• [The request]: Rewrite the material starting with the line that contains "Exercise. Identify every instance of the man in" and going on through the line that contains "(1093, 483)", both included, keeping every line and multiplying each coordinate in the answers by 1.6, rounded to the nearest whole number with halves rounded up. Give only those lines.

• [Given entries]:

>> Start

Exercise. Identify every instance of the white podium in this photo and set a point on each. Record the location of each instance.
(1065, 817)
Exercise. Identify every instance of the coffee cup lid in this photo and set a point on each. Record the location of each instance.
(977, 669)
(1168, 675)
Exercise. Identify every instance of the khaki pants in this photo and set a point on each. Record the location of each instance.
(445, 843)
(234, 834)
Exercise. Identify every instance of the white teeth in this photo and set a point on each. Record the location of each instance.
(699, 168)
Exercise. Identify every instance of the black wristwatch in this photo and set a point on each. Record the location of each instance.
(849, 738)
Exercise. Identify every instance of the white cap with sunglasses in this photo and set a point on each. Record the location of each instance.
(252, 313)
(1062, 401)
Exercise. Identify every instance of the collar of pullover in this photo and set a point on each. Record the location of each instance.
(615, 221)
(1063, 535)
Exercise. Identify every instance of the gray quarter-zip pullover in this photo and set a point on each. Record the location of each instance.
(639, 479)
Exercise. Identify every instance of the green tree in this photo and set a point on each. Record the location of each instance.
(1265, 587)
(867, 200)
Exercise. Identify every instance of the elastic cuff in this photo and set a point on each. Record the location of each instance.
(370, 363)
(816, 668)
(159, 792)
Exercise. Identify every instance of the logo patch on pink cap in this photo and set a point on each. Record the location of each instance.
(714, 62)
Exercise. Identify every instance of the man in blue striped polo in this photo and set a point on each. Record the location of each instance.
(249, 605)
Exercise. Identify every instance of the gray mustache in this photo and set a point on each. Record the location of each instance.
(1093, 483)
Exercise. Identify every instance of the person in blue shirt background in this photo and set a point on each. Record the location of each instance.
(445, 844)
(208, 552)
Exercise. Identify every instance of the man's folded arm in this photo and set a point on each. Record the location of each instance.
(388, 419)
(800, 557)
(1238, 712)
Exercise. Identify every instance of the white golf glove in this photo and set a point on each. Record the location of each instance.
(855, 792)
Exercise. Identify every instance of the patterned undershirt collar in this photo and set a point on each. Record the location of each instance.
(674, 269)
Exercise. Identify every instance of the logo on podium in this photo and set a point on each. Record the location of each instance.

>> End

• [The response]:
Exercise. Identify every instance of the man in blue striped polo in this photo and set a point on each. Record the location of each instance.
(398, 968)
Exercise. Identify every instance of the gray mustache in this photo and set a point on each. Record the location of each instance.
(1749, 773)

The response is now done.